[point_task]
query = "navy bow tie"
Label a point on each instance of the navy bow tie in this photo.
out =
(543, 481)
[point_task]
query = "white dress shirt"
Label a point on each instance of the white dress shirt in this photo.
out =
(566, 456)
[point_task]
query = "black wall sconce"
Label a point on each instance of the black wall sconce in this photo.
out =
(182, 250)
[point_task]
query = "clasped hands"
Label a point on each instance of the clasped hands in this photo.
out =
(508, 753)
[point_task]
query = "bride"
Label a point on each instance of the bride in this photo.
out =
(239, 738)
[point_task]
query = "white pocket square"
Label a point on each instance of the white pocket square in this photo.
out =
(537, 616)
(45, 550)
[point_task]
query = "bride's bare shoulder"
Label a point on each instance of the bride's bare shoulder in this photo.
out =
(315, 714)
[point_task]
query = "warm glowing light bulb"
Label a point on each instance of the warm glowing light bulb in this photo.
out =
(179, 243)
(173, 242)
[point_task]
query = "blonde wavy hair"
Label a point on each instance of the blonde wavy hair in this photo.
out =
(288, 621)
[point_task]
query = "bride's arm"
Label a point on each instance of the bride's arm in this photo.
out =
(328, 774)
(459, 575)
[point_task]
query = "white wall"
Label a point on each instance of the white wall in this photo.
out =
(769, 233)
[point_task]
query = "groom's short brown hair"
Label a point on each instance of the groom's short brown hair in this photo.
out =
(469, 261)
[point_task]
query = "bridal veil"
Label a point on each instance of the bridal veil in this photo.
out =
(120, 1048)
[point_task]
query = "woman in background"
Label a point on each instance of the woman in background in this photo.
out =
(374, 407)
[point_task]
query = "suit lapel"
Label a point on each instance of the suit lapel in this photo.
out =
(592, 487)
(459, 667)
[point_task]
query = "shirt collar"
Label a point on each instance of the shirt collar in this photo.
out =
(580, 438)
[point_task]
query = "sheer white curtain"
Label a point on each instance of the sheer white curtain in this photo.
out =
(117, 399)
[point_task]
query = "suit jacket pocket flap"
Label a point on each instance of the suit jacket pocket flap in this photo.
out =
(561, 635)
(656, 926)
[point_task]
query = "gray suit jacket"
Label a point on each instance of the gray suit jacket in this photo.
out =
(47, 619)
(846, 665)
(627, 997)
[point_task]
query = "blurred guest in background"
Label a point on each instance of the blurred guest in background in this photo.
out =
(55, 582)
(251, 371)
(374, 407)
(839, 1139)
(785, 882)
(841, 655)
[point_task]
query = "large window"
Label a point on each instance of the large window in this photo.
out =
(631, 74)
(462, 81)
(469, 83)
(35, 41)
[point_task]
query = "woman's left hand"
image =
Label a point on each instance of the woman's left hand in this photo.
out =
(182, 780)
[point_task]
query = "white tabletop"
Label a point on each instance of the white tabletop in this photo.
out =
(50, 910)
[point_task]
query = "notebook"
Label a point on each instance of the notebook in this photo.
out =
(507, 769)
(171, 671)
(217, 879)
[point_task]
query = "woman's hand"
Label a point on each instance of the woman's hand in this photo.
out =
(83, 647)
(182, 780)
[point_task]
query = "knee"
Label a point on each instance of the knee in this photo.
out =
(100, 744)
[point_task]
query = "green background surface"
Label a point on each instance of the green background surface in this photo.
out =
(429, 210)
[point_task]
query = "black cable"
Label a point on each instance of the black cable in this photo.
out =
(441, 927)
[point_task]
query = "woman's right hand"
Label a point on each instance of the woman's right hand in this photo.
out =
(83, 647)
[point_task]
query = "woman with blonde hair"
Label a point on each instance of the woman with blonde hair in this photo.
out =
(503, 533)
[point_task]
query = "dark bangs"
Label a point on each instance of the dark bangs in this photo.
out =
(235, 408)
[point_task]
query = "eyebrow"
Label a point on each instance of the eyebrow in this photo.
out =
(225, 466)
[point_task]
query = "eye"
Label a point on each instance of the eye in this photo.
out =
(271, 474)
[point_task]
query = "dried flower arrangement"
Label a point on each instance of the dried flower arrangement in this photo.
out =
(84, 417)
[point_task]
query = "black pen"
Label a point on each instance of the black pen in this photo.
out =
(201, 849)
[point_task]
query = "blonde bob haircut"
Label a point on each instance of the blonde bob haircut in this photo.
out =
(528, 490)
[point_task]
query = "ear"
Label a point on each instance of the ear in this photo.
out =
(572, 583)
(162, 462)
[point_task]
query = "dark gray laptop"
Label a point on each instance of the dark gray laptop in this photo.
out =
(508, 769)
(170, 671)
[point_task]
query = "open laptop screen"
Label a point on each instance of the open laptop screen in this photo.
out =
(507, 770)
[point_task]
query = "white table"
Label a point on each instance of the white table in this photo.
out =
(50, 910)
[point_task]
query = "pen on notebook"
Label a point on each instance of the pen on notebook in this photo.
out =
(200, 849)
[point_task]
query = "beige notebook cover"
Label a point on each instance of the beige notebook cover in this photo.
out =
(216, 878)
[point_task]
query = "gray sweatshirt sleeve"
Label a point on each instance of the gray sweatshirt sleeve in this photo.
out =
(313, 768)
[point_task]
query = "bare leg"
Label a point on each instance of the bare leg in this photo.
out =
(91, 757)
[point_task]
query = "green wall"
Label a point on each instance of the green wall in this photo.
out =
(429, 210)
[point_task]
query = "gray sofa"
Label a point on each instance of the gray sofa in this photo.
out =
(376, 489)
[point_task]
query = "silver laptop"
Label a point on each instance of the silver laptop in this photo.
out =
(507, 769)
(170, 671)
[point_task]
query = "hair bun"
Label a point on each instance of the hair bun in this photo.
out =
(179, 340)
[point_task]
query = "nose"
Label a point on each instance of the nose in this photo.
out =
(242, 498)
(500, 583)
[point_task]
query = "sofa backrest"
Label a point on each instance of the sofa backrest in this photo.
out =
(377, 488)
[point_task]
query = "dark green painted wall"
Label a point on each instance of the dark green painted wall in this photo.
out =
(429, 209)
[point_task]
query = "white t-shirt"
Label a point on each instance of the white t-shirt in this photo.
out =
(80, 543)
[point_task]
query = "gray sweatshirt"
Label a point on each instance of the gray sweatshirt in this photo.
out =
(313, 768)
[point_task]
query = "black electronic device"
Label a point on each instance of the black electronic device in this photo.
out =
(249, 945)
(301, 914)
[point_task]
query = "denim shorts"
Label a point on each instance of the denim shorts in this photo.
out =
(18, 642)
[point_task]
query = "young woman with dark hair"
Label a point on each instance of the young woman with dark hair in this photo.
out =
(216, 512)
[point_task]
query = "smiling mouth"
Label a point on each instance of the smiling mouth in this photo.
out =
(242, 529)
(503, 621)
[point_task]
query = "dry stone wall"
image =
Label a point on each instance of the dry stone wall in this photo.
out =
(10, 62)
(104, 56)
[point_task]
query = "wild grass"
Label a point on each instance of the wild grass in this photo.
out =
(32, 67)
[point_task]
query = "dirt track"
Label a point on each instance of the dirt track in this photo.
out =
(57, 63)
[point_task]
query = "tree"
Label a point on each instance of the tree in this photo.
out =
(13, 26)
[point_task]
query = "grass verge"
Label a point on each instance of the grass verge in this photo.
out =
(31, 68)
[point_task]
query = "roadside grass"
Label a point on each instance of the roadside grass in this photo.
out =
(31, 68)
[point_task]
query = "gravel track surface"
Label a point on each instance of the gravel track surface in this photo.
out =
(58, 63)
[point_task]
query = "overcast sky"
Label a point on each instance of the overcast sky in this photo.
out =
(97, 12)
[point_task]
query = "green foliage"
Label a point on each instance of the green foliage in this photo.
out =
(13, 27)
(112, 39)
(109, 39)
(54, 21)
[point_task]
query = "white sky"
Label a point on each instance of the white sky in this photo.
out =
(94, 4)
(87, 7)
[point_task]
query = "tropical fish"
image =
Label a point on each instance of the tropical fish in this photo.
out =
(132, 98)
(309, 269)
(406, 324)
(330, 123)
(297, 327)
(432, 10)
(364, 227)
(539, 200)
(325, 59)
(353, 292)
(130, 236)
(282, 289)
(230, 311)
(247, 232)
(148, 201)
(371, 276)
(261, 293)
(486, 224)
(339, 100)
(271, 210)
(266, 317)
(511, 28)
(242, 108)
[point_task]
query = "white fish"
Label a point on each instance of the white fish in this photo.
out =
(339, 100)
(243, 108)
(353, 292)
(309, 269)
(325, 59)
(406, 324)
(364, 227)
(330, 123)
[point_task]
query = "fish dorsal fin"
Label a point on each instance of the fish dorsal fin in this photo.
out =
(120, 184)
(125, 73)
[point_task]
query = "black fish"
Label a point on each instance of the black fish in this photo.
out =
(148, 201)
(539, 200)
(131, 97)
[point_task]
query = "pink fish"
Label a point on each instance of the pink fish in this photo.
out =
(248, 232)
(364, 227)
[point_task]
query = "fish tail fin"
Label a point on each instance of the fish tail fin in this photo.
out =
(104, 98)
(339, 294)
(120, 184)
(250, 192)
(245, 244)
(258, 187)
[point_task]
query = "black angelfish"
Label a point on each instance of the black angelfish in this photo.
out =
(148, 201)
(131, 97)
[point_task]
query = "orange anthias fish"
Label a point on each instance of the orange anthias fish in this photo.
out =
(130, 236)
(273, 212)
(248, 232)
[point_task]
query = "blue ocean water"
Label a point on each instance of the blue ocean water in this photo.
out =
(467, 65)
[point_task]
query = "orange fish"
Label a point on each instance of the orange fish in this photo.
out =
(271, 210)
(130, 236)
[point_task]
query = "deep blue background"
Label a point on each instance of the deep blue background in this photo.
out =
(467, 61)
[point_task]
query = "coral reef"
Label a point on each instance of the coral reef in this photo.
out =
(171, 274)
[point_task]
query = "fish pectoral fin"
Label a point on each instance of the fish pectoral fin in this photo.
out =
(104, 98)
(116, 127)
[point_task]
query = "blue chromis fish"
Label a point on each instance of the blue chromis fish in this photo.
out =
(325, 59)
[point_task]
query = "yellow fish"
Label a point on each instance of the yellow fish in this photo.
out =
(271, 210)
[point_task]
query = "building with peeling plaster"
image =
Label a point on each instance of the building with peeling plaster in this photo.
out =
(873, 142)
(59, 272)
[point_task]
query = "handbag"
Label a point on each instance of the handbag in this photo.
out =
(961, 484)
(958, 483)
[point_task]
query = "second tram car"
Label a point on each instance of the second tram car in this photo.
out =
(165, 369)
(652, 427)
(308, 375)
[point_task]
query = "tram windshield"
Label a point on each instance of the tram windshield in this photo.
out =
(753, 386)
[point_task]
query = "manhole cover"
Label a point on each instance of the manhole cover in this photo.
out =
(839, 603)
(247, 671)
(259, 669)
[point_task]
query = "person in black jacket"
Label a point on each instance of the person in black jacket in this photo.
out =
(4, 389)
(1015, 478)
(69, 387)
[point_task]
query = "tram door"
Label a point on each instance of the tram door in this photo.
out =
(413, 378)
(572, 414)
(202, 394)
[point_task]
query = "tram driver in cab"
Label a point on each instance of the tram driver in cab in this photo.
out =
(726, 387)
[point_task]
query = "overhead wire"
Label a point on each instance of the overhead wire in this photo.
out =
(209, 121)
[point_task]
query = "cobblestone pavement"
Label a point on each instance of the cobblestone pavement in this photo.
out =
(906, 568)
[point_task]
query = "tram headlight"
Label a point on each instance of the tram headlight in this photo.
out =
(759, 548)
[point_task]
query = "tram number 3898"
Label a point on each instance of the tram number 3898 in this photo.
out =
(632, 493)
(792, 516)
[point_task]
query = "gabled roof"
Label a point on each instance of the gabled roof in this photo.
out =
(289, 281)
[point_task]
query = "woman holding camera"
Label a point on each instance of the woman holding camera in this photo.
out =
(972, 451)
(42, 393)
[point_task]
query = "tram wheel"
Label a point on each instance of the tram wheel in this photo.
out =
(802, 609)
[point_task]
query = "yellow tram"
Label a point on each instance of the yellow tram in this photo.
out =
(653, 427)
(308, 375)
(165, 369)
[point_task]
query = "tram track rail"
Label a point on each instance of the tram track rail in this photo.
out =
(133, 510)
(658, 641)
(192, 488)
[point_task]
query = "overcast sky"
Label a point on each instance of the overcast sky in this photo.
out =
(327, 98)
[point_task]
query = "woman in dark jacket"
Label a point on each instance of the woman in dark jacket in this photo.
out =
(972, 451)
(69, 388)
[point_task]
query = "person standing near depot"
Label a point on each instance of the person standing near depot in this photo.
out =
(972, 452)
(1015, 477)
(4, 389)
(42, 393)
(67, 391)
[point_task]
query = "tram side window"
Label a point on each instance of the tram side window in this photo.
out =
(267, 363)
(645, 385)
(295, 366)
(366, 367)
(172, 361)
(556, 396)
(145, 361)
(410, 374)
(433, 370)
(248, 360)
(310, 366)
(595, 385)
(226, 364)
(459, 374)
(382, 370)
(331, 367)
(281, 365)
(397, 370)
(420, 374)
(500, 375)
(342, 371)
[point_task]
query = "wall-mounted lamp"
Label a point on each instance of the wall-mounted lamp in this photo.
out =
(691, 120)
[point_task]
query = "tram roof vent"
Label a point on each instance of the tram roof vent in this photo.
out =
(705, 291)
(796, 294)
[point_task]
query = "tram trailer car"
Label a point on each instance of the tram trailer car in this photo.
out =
________________
> [Task instructions]:
Pull out every line of the items above that contains the string "bridal", matching case exactly.

> [Task answer]:
query = "bridal veil"
Label a point on each instance of the bridal veil in this photo.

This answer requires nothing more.